Work instructions - Look through the lines below, find those with the word "hair", and copy them.

[Records from a dataset]
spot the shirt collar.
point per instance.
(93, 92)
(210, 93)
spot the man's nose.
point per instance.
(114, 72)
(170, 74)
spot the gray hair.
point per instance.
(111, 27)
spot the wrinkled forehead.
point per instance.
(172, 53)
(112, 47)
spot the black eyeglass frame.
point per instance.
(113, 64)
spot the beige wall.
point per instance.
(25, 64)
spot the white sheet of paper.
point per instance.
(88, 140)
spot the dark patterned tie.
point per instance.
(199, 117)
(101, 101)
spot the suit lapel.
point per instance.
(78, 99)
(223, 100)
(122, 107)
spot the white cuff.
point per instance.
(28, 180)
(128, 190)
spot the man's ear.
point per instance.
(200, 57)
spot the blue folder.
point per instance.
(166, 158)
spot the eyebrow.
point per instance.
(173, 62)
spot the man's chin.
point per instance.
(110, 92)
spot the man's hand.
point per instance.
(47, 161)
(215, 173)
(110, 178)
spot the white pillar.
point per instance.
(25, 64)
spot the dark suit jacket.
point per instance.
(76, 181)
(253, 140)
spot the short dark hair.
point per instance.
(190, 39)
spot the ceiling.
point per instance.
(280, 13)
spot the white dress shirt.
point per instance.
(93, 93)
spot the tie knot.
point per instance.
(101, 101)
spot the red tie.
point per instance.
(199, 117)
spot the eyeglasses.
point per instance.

Your solution -
spot the gray hair.
spot the short dark hair.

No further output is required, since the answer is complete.